__PROBLEM TO WORK ON__:
Repeat each entry exactly; omit all pictures.

__DATA PROVIDED__:
┏━━

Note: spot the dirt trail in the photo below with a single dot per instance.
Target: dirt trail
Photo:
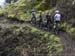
(69, 45)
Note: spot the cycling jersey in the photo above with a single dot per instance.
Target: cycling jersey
(57, 17)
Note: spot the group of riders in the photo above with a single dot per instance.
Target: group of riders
(55, 21)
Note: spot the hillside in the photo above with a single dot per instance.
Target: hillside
(18, 37)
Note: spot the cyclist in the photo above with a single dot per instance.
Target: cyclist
(48, 24)
(40, 19)
(33, 19)
(57, 19)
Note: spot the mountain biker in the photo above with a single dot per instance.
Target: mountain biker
(33, 19)
(48, 17)
(40, 19)
(57, 19)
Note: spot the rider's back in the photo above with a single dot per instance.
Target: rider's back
(57, 17)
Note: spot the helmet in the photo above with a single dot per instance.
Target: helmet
(57, 11)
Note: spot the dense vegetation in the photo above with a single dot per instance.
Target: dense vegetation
(17, 40)
(33, 41)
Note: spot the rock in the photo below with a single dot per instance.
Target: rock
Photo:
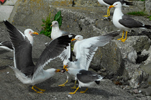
(146, 68)
(113, 54)
(5, 12)
(148, 7)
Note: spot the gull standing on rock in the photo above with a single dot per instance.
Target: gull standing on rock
(6, 45)
(111, 2)
(24, 68)
(124, 22)
(84, 50)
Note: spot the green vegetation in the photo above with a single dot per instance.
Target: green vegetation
(140, 13)
(47, 23)
(149, 17)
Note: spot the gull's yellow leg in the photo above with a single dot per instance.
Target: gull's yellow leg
(74, 87)
(123, 40)
(64, 83)
(41, 90)
(74, 91)
(84, 91)
(108, 13)
(122, 36)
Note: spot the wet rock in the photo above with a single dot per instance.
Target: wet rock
(148, 6)
(147, 91)
(146, 68)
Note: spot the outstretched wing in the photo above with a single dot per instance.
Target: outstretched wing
(22, 48)
(52, 51)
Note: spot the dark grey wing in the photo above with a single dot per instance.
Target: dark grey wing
(65, 33)
(110, 2)
(129, 22)
(22, 50)
(7, 44)
(87, 76)
(52, 51)
(126, 2)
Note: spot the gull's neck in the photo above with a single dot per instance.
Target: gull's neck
(118, 12)
(30, 38)
(55, 32)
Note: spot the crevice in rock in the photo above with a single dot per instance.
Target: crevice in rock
(141, 58)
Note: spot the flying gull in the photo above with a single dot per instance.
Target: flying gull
(111, 2)
(6, 45)
(85, 79)
(24, 68)
(84, 50)
(124, 22)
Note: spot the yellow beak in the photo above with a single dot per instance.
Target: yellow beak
(36, 33)
(73, 39)
(57, 70)
(111, 6)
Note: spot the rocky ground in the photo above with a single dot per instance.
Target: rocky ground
(11, 88)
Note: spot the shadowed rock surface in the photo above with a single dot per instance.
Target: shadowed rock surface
(12, 88)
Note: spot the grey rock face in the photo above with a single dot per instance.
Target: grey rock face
(148, 6)
(85, 18)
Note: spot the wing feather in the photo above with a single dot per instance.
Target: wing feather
(22, 49)
(52, 51)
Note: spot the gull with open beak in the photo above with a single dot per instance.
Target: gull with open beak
(25, 70)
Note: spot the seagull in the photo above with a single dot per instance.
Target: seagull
(111, 2)
(24, 68)
(84, 50)
(6, 45)
(124, 22)
(85, 78)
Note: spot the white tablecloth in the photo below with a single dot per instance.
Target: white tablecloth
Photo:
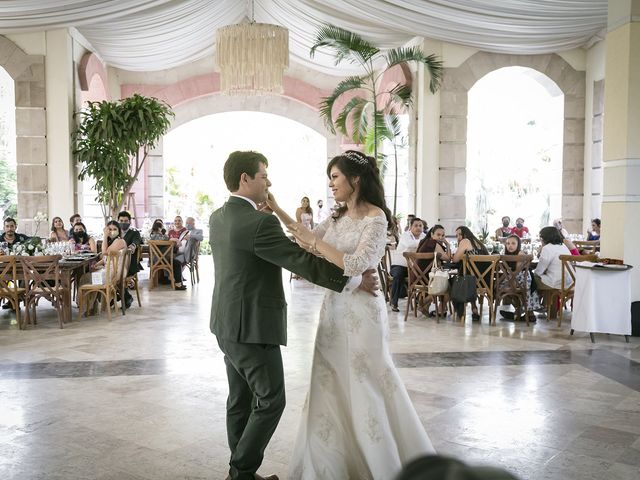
(602, 301)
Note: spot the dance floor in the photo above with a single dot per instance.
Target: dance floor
(143, 397)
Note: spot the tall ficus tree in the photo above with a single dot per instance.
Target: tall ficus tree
(112, 142)
(371, 114)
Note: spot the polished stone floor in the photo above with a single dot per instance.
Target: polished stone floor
(143, 397)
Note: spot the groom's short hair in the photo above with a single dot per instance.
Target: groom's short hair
(239, 163)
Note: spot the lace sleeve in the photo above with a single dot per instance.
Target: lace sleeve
(370, 247)
(322, 227)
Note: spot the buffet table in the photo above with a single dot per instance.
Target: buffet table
(602, 299)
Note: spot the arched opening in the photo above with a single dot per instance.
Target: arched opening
(8, 183)
(514, 149)
(194, 154)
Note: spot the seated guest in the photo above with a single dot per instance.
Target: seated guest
(548, 273)
(133, 240)
(72, 221)
(304, 213)
(512, 246)
(558, 224)
(519, 229)
(10, 236)
(193, 235)
(505, 229)
(83, 242)
(468, 243)
(594, 234)
(435, 242)
(408, 242)
(58, 232)
(158, 233)
(157, 229)
(410, 218)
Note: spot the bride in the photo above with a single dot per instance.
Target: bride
(358, 421)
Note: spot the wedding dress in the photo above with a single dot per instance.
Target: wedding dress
(358, 421)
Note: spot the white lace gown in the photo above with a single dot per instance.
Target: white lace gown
(358, 421)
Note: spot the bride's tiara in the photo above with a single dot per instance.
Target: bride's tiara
(357, 157)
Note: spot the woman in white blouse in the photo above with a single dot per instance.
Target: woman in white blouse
(408, 242)
(548, 273)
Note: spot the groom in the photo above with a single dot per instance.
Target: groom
(249, 312)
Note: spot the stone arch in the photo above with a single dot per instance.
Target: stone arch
(456, 84)
(27, 71)
(150, 192)
(92, 77)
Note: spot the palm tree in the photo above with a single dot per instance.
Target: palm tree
(370, 116)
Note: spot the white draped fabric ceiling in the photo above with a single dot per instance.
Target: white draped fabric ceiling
(149, 35)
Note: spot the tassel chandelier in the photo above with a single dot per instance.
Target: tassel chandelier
(252, 57)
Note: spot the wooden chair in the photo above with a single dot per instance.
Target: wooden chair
(161, 260)
(133, 279)
(511, 282)
(192, 265)
(483, 267)
(587, 247)
(9, 288)
(384, 269)
(114, 273)
(418, 275)
(42, 279)
(568, 283)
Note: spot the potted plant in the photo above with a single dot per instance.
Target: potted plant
(371, 115)
(112, 142)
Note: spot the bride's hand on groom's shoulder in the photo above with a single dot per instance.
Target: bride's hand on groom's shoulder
(302, 233)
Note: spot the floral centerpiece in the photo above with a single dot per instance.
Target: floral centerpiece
(31, 247)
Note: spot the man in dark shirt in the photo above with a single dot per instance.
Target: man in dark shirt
(10, 236)
(133, 239)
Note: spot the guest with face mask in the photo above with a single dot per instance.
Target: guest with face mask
(82, 240)
(505, 229)
(520, 230)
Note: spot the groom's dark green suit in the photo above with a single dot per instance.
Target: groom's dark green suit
(249, 319)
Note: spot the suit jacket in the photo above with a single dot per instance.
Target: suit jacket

┗━━

__WRITTEN ANSWER__:
Note: spot the dirt trail in the photo below with a single dot per instance.
Target: dirt trail
Photo:
(69, 45)
Note: spot the cycling jersey in the photo above with a single dot per instance.
Target: cycling jersey
(57, 17)
Note: spot the group of riders in the photo above with a single dot per instance.
Target: group of riders
(55, 21)
Note: spot the hillside in the photo above with a single dot per instance.
Target: hillside
(18, 37)
Note: spot the cyclist in the photo above with a single dot per instance.
Target: cyclist
(48, 24)
(40, 19)
(33, 19)
(57, 19)
Note: spot the mountain biker in the photo above with a single dot per instance.
Target: mountain biker
(33, 19)
(48, 17)
(40, 19)
(57, 19)
Note: spot the rider's back in the photo above with a single dot per instance.
Target: rider's back
(57, 17)
Note: spot the helmet in the photo above with a single dot per instance.
Target: helmet
(57, 11)
Note: spot the dense vegetation in the photo above with a single dot per instance.
Target: dense vegetation
(17, 40)
(33, 41)
Note: spot the rock in the photo below with a single dot per instance.
Target: rock
Photo:
(146, 68)
(113, 54)
(5, 12)
(148, 7)
Note: spot the gull standing on rock in the photo above with a single dot per instance.
Target: gull standing on rock
(6, 45)
(111, 2)
(24, 68)
(124, 22)
(84, 50)
Note: spot the green vegetation in the photo above with a single dot per instance.
Target: green vegetation
(140, 13)
(47, 23)
(149, 17)
Note: spot the gull's yellow leg in the photo above with a single dot per instance.
Target: gull's yellow leg
(74, 87)
(123, 40)
(64, 83)
(41, 90)
(74, 91)
(84, 91)
(108, 13)
(122, 36)
Note: spot the wet rock in the photo above with a single dot per instance.
Target: wet rock
(148, 6)
(147, 91)
(146, 68)
Note: spot the outstretched wing in the photo above with a single dot per instance.
Target: outstretched wing
(22, 48)
(52, 51)
Note: spot the dark grey wing in the photo above with a single dot per instance.
Target: dark grey wing
(65, 33)
(110, 2)
(129, 22)
(22, 50)
(7, 44)
(87, 76)
(52, 51)
(126, 2)
Note: spot the gull's neck in the photo above with a single dot per instance.
Target: gull's neck
(118, 12)
(30, 38)
(55, 32)
Note: spot the crevice in rock in the photo above with a single dot per instance.
Target: crevice in rock
(141, 58)
Note: spot the flying gull in the photo above with a single dot per instance.
Target: flying gull
(111, 2)
(6, 45)
(85, 79)
(24, 68)
(84, 50)
(124, 22)
Note: spot the yellow beak in the photo above with a single dot per instance.
Target: yellow beak
(36, 33)
(73, 39)
(57, 70)
(111, 6)
Note: spot the rocky ground in the photo above with a single dot per instance.
Target: rocky ground
(11, 88)
Note: spot the shadowed rock surface in the photo above with a single dot per instance.
Target: shadowed rock surface
(12, 88)
Note: spot the grey rock face in the photo above with a single dot per instance.
Target: grey rock face
(148, 6)
(85, 18)
Note: spot the wing feather in the photo above with a single dot per instance.
Target: wing feather
(22, 49)
(52, 51)
Note: spot the gull with open beak in the photo above with a single dot per instance.
Target: gull with open beak
(25, 70)
Note: spot the seagull in the photo above with a single dot per instance.
Target: seagull
(111, 2)
(24, 68)
(84, 50)
(6, 45)
(124, 22)
(85, 78)
Note: spot the white tablecloth in the photo below with a single dot per instance.
Target: white tablecloth
Photo:
(602, 301)
Note: spot the dance floor in the photo above with a single dot per instance.
Target: dance floor
(143, 397)
Note: spot the tall ficus tree in the photo above with a single dot per instance.
Target: tall ficus tree
(112, 142)
(371, 114)
Note: spot the polished stone floor in the photo above with a single dot per instance.
Target: polished stone floor
(143, 397)
Note: spot the groom's short hair in the photo above with a single dot per instance.
Target: groom's short hair
(239, 163)
Note: spot the lace sleeve in the photo above with a single dot per instance.
Target: lace sleeve
(370, 247)
(322, 227)
Note: spot the buffet table in the photo above with a single dot per instance.
Target: buffet table
(602, 299)
Note: spot the arched opening in the photo above with a single dot per instance.
Target: arched opening
(8, 183)
(514, 149)
(194, 154)
Note: spot the seated guest in the photo above with a single dot per instance.
Target: seated guest
(548, 273)
(133, 240)
(72, 221)
(304, 213)
(512, 246)
(558, 224)
(519, 229)
(10, 236)
(193, 235)
(505, 229)
(83, 242)
(468, 243)
(594, 234)
(435, 242)
(408, 242)
(58, 232)
(158, 233)
(157, 229)
(410, 218)
Note: spot the bride in the photo above with a single dot per instance.
Target: bride
(358, 421)
Note: spot the wedding dress in the photo above with a single dot per instance.
Target: wedding dress
(358, 421)
Note: spot the white lace gown in the photo above with a single dot per instance.
Target: white lace gown
(358, 421)
Note: spot the bride's tiara in the photo above with a single dot per instance.
Target: bride's tiara
(357, 157)
Note: spot the woman in white blouse in the photo above with a single dot per instance.
Target: woman in white blouse
(408, 242)
(548, 273)
Note: spot the groom in the photo above with a single dot per instance.
Target: groom
(249, 312)
Note: spot the stone arch in the photo above with a single dot per instance.
Target: stone arch
(456, 84)
(27, 71)
(150, 192)
(92, 77)
Note: spot the palm tree in the photo above with a single dot per instance.
Target: palm tree
(370, 116)
Note: spot the white draped fabric ceiling in the photo above with a single dot per instance.
Target: white draped fabric ceiling
(149, 35)
Note: spot the tassel chandelier in the photo above with a single dot per instance.
Target: tassel chandelier
(252, 57)
Note: spot the wooden chair in the photo above with a single dot per instance.
Target: wooden chair
(161, 260)
(133, 279)
(511, 282)
(192, 265)
(483, 267)
(587, 247)
(9, 288)
(384, 269)
(114, 273)
(418, 275)
(42, 279)
(568, 283)
Note: spot the potted plant in the photo above with a single dot per instance.
Target: potted plant
(371, 115)
(112, 142)
Note: spot the bride's hand on groom's shoulder in the photo above with a single dot per instance.
Target: bride's hand on groom's shoulder
(302, 233)
Note: spot the floral centerpiece in the photo above with a single dot per instance.
Target: floral centerpiece
(31, 247)
Note: spot the man in dark shirt in the photo above with a single dot per instance.
Target: man in dark shirt
(10, 236)
(133, 239)
Note: spot the guest with face mask in the photo above with a single dot per instance.
Target: guest with face mask
(82, 240)
(505, 229)
(520, 230)
Note: spot the groom's dark green suit in the photo above with a single dot per instance.
Target: groom's dark green suit
(249, 319)
Note: spot the suit jacket in the photo above with a single dot per instance.
Target: suit jacket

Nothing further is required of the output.